■ GOAL OF THE EXERCISE
Nothing in the records should be altered; retype them all exactly.
** Opening THE DATA block **
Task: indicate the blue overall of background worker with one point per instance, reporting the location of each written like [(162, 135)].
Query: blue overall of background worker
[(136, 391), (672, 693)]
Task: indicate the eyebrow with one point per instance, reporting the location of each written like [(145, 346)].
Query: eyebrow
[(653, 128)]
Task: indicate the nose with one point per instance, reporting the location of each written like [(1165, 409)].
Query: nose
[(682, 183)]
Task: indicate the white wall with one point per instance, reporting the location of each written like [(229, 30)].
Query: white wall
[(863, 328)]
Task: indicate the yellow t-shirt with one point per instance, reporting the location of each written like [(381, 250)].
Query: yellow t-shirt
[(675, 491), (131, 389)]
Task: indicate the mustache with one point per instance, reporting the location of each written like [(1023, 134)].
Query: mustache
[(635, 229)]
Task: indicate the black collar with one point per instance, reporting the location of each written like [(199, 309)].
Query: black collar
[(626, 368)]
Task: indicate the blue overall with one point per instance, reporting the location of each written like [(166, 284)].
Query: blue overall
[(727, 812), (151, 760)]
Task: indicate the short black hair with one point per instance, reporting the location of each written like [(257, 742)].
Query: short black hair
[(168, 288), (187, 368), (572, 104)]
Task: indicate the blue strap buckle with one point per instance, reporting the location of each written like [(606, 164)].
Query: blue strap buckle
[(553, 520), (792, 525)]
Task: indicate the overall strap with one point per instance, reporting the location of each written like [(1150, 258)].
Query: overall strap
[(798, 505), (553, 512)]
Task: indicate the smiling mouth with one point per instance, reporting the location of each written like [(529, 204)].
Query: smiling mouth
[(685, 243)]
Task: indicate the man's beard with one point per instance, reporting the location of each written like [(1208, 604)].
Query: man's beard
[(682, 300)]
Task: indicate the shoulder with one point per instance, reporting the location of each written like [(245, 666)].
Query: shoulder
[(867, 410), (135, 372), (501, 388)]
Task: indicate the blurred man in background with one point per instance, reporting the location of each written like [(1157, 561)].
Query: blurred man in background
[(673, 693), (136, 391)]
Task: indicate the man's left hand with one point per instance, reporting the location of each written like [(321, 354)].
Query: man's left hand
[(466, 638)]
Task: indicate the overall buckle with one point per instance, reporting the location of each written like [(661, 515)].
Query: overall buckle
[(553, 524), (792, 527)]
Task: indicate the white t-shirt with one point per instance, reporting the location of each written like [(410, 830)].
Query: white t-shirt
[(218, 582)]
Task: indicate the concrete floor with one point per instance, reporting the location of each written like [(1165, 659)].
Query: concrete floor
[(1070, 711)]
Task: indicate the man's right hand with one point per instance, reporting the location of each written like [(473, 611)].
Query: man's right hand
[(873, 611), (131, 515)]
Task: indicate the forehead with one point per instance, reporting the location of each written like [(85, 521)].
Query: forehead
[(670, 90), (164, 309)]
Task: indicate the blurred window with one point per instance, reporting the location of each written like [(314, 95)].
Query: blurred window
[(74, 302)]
** Closing THE DATA block **
■ WRITTEN RESPONSE
Task: indicate the blue overall of background worker with one point per instance, reporting the location of each written like [(162, 135)].
Query: blue overall of background worker
[(136, 391), (672, 693)]
Task: indicate the eyebrow with one point per instance, reporting the location of each written like [(145, 346)].
Query: eyebrow
[(653, 128)]
Task: indicate the nose with one point per instance, reporting the location of each written like [(1165, 409)].
Query: nose
[(682, 183)]
Task: indicate the white wall with one point per instance, reporting the location of each written like [(229, 30)].
Query: white wall
[(863, 328)]
Task: indicate the yellow t-shirt with one point per instance, reporting the location of each written like [(381, 250)].
Query: yellow t-shirt
[(675, 491), (131, 389)]
Task: indicate the mustache with one point per instance, reporting the location of each written like [(1023, 134)].
Query: mustache
[(635, 229)]
Task: indicate the black collar with one point per instance, reporting the location of each written like [(199, 309)].
Query: black collar
[(626, 368)]
Task: indicate the blue overall with one point per instance, reporting the location of each written like [(166, 284)].
Query: blue overall
[(727, 812), (151, 760)]
Task: indicate the short black hair with one point per instance, reporting the location of each written like [(257, 742)].
Query: short black hair
[(168, 288), (187, 368), (572, 104)]
Task: indicate the blue strap buckle with one point per instance, reporting the location of each written like [(606, 164)].
Query: blue strap buckle
[(553, 520), (792, 525)]
Task: indicate the overall strap with one point per instance, reporting the location of each written like [(1150, 258)].
Query: overall strap
[(798, 505), (553, 512)]
Task: indicate the smiling mouth with one point per instance, reporting the location of each written like [(529, 204)].
Query: smiling mouth
[(685, 243)]
Task: indicate the man's beard with one point per instance, reporting the location of each written like [(1208, 604)].
Query: man's beard
[(682, 300)]
Task: indicate the shoulder with one point per instance, reporting the location of each written like [(245, 666)].
Query: shoulder
[(867, 410), (135, 372), (501, 388)]
Task: indicate the blurred man in background with one point per instance, reporting the location of each written like [(1157, 561)].
Query: blurred man in background
[(673, 693), (136, 391)]
Task: indicate the man's left hand with one point per instance, reporting the location of each written like [(321, 354)].
Query: man's left hand
[(466, 638)]
Task: indicate the overall buckle with one point per instance, reporting the location of each written like [(661, 515)].
Query: overall buckle
[(553, 524), (792, 527)]
Task: indicate the white t-shirt with one point per instance, reporting the location of each written like [(410, 830)].
Query: white t-shirt
[(218, 582)]
Task: indicate the concrete floor with one point per instance, reporting the location of each written like [(1165, 659)].
Query: concrete floor
[(1070, 711)]
Task: indicate the man's right hand with one point per instance, reporting the location of each written like [(473, 611)].
Query: man's right hand
[(873, 611), (131, 515)]
Task: indicate the forehead with one point per instance, reporting the location of each written like [(85, 521)].
Query: forehead
[(670, 90), (164, 309)]
Task: indicate the blurred window with one point per instance, reporting the location of each written like [(314, 95)].
Query: blurred window
[(74, 302)]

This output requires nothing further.